## [WHAT IS ASKED]
Write out the screening notice for My Brooklyn word for word, everything from "My Brooklyn is" down to "the film here.".

## [SELECTED EXCERPT]
########################################
My Brooklyn: Demystifying Gentrification

My Brooklyn is a documentary about Director Kelly Anderson’s personal journey, as a Brooklyn “gentrifier,” to understand the forces reshaping her neighborhood along lines of race and class.

Two screenings – FREE

Wednesday evening, February 17 at 6:00pm at the Champaign Public Library
followed by a community panel to discuss recent development trends in C-U.

Thursday, February 18th at 7:30 p.m. in Plym Auditorium, Temple Buell Hall
followed by Q&A with film director.

Find out more about the film here.
########################################
## [RAW DATA]
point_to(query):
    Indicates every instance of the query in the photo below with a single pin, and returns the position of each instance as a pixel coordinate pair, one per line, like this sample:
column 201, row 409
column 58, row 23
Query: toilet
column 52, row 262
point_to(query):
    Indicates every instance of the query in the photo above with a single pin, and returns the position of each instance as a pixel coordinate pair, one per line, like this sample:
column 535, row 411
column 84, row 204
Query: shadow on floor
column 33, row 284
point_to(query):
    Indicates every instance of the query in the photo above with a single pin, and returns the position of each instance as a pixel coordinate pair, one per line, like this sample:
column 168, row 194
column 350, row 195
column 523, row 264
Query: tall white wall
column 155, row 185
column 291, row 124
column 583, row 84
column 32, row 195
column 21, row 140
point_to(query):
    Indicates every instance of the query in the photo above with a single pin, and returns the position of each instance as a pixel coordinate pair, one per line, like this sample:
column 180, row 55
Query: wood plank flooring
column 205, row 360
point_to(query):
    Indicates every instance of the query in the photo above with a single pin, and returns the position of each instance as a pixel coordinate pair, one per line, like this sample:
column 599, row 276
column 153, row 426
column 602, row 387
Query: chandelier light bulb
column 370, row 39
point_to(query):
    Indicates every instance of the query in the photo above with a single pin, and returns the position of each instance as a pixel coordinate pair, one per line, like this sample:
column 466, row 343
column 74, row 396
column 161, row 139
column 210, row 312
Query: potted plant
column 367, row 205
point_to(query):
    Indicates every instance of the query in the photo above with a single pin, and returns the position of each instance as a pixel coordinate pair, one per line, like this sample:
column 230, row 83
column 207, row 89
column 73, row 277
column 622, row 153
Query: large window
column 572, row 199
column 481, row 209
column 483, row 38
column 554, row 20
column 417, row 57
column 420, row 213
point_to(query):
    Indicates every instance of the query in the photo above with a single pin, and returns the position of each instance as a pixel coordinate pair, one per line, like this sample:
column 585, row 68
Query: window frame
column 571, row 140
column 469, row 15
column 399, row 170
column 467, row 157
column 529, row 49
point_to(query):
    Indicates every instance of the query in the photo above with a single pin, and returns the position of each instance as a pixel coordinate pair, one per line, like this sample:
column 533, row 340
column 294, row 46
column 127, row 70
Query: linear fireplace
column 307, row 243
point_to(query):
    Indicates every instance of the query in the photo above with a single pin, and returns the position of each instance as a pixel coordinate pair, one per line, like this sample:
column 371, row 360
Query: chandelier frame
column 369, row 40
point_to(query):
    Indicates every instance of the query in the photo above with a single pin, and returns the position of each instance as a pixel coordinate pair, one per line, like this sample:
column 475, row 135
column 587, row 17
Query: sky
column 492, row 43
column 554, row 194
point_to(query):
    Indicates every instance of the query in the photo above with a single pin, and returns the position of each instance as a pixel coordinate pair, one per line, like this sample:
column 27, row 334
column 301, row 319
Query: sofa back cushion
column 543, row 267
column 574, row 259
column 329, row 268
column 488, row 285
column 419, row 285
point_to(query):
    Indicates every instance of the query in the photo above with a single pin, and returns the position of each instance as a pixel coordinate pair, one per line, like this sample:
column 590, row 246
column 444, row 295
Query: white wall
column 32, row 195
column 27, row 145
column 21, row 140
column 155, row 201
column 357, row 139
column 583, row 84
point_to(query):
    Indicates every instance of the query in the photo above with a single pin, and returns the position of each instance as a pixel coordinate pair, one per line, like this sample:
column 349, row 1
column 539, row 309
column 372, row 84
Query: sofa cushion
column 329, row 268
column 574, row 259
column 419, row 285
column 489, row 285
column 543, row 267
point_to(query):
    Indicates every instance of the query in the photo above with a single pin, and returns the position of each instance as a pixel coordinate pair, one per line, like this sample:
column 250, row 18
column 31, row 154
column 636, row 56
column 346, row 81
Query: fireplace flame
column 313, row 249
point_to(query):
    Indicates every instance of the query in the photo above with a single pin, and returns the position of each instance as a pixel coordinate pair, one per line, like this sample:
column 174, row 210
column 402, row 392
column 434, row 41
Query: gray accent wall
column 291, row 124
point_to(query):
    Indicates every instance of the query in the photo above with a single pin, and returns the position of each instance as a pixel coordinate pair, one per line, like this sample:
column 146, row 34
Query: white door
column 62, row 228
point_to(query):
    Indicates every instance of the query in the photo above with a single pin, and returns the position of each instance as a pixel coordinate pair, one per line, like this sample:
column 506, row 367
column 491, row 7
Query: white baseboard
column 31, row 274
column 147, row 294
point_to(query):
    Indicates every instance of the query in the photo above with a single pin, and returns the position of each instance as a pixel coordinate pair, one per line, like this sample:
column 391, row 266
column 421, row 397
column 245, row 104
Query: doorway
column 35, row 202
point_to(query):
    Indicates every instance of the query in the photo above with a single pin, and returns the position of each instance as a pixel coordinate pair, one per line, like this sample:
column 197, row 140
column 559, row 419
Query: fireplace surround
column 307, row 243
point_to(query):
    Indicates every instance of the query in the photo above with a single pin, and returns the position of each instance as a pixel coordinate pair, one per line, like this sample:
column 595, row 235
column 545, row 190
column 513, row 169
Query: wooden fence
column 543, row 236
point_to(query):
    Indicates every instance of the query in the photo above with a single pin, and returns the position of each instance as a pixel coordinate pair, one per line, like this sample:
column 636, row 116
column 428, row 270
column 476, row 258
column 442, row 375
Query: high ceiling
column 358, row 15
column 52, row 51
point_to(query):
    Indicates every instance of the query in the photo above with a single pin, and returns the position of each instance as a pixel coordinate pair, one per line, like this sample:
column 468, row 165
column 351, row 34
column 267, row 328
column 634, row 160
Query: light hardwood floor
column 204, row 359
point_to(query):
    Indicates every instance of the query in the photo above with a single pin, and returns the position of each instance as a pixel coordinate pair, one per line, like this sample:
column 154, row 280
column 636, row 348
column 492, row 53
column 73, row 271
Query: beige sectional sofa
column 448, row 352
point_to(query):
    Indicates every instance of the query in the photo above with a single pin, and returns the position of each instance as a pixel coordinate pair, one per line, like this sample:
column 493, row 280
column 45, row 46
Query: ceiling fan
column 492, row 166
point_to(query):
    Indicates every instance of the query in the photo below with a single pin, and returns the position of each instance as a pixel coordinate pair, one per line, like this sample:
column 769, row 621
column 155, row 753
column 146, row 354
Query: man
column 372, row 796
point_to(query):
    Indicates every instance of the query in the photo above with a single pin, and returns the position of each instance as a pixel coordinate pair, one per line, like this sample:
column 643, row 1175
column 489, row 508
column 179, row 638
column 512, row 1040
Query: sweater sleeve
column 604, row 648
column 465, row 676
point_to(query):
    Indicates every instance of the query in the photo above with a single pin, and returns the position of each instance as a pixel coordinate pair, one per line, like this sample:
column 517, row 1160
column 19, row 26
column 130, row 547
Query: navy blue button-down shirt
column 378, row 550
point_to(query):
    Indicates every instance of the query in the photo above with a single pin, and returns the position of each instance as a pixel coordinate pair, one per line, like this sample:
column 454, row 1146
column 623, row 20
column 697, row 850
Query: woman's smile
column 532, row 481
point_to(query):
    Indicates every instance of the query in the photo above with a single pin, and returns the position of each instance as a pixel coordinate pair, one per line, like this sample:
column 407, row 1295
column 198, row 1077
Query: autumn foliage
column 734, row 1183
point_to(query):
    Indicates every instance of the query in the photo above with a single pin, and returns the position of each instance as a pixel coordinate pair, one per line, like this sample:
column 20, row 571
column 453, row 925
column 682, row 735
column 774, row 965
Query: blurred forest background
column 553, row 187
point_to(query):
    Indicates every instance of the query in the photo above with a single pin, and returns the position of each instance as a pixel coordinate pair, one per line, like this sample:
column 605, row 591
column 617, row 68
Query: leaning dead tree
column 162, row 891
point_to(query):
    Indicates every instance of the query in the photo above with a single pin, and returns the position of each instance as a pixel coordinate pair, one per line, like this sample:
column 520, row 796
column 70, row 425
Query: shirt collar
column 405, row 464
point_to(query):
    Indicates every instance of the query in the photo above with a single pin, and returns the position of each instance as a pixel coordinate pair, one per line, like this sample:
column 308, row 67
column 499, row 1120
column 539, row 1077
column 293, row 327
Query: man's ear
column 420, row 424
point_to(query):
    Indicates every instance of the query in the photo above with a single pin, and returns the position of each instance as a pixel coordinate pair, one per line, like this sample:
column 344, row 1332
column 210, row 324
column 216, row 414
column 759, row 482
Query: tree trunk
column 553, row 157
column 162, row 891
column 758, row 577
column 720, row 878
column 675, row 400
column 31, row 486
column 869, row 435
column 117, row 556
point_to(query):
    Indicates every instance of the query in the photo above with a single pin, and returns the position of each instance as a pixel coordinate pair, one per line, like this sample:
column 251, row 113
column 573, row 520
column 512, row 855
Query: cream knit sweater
########################################
## [IN RESPONSE]
My Brooklyn is a documentary about Director Kelly Anderson’s personal journey, as a Brooklyn “gentrifier,” to understand the forces reshaping her neighborhood along lines of race and class.

Two screenings – FREE

Wednesday evening, February 17 at 6:00pm at the Champaign Public Library
followed by a community panel to discuss recent development trends in C-U.

Thursday, February 18th at 7:30 p.m. in Plym Auditorium, Temple Buell Hall
followed by Q&A with film director.

Find out more about the film here.